Przemysław Mystkowski, zawodnik Jagiellonii Białystok, odpowiadał na pytania dziennikarzy przed niedzielnym meczem PKO BP Ekstraklasy z Wisłą Płock.
Do tej pory Przemysław Mystkowski zdobył w Ekstraklasie cztery gole, wszystkie na wyjazdach.
– Skoro ostatnio na konferencji gościł Miłosz Matysik, który mówił o pierwszej bramce i strzelił gola w Mielcu, to wierzę, że jest to dobry prognostyk. Mam nadzieję, że po czterech trafieniach na obiektach rywali w końcu coś mi wpadnie przy Słonecznej – podkreśla piłkarz Jagiellonii.
Mystkowski podkreśla, że nikt w białostockim zespole nie sugeruje się wyjazdową niemocą Wisły Płock.
– Ekstraklasa jest specyficzna. Chyba nie ma osoby w szatni, która sugerowałaby się przed niedzielnym spotkaniem bilansem wyjazdowym Wisły Płock. W naszej lidze trzeba przede wszystkim skupiać się na pracy biegowej, od tego trzeba zaczynać. Oczywiście znamy potencjał przeciwnika, ale my także mamy swoje atuty. Jeżeli uwydatnimy je na boisku, to wygramy. Nie mam co do tego żadnych wątpliwości – przekonuje „Mystek”.
Zawodników odniósł się także do swojej dyspozycji na początku rundy wiosennej.

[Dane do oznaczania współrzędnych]

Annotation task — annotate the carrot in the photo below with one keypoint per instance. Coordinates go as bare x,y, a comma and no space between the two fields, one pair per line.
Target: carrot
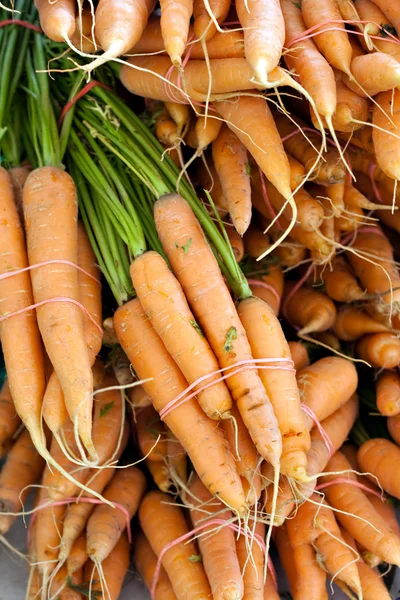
163,522
334,45
9,420
264,35
57,19
21,469
71,359
386,116
231,164
372,586
268,341
112,572
149,428
309,309
372,532
315,525
175,19
388,393
202,283
251,561
245,453
315,74
217,548
226,44
326,385
78,555
351,323
26,385
204,25
106,524
164,303
380,350
189,424
146,562
299,355
275,280
116,36
376,457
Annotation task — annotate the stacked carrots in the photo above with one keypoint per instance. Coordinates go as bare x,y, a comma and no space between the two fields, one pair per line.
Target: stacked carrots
243,226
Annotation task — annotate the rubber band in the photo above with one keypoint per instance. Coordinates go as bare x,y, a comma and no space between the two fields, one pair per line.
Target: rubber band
200,528
358,484
84,500
327,440
243,366
22,23
59,299
48,262
85,90
266,286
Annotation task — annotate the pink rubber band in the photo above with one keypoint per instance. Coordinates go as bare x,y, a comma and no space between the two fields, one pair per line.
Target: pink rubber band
327,440
84,500
59,299
243,366
48,262
188,535
266,286
353,482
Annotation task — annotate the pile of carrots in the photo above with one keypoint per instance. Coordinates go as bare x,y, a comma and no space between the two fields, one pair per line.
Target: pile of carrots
200,298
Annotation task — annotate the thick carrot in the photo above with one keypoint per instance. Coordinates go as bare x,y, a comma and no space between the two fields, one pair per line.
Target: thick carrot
9,420
189,424
50,211
326,385
175,20
388,393
164,303
112,572
264,35
372,532
57,19
352,322
22,468
163,522
202,283
149,429
334,45
106,524
231,163
309,309
217,548
380,350
267,340
146,562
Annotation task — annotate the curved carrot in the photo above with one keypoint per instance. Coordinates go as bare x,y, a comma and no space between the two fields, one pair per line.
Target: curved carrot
164,303
189,424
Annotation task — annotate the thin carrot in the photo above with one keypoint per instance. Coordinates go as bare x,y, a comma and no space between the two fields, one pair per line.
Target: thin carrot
202,283
164,522
189,424
231,163
164,303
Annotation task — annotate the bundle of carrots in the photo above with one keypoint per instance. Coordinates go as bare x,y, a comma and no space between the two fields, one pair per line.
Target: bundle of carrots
244,227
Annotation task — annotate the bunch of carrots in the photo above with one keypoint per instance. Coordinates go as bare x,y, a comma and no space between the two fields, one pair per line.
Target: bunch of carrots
199,299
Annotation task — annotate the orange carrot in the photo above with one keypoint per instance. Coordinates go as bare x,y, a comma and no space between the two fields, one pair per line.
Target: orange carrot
164,303
217,548
231,164
264,35
162,523
268,341
189,424
146,562
202,283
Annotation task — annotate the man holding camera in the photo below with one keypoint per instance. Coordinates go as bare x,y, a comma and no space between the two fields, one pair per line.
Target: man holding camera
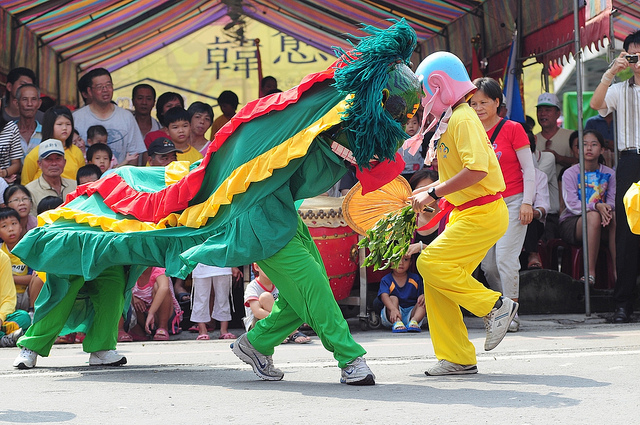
624,98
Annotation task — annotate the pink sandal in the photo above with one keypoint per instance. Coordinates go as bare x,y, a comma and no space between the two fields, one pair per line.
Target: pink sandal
161,335
227,336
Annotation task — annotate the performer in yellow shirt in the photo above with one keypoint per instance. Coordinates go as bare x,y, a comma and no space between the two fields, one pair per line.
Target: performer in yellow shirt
471,182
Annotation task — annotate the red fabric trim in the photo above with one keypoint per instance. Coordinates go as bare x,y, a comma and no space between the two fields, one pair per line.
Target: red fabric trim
379,174
446,207
120,197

» Wymagania zadań
[A] Proszę zwięźlej przeredagować akapit tekstu o Przemysławie Mystkowskim, który rozpoczyna się od słów „– Ekstraklasa jest specyficzna”, z zachowaniem jego głównych informacji.
[B] Proszę powtórzyć dosłownie fragment tekstu o Przemysławie Mystkowskim od słów „Do tej pory” aż do słów „niemocą Wisły Płock.” włącznie.
Do wykonania zadań wiersze nie są potrzebne.

» Odpowiedzi
[A] Mystkowski uważa Ekstraklasę za ligę specyficzną i twierdzi, że nikt w szatni nie sugeruje się przed niedzielnym spotkaniem bilansem wyjazdowym Wisły Płock. Jego zdaniem w tej lidze trzeba przede wszystkim skupiać się na pracy biegowej. Zespół zna potencjał przeciwnika, lecz ma także własne atuty. Jeśli uwydatni je na boisku, wygra, czego zawodnik jest pewien.

[B]
Do tej pory Przemysław Mystkowski zdobył w Ekstraklasie cztery gole, wszystkie na wyjazdach.
– Skoro ostatnio na konferencji gościł Miłosz Matysik, który mówił o pierwszej bramce i strzelił gola w Mielcu, to wierzę, że jest to dobry prognostyk. Mam nadzieję, że po czterech trafieniach na obiektach rywali w końcu coś mi wpadnie przy Słonecznej – podkreśla piłkarz Jagiellonii.
Mystkowski podkreśla, że nikt w białostockim zespole nie sugeruje się wyjazdową niemocą Wisły Płock.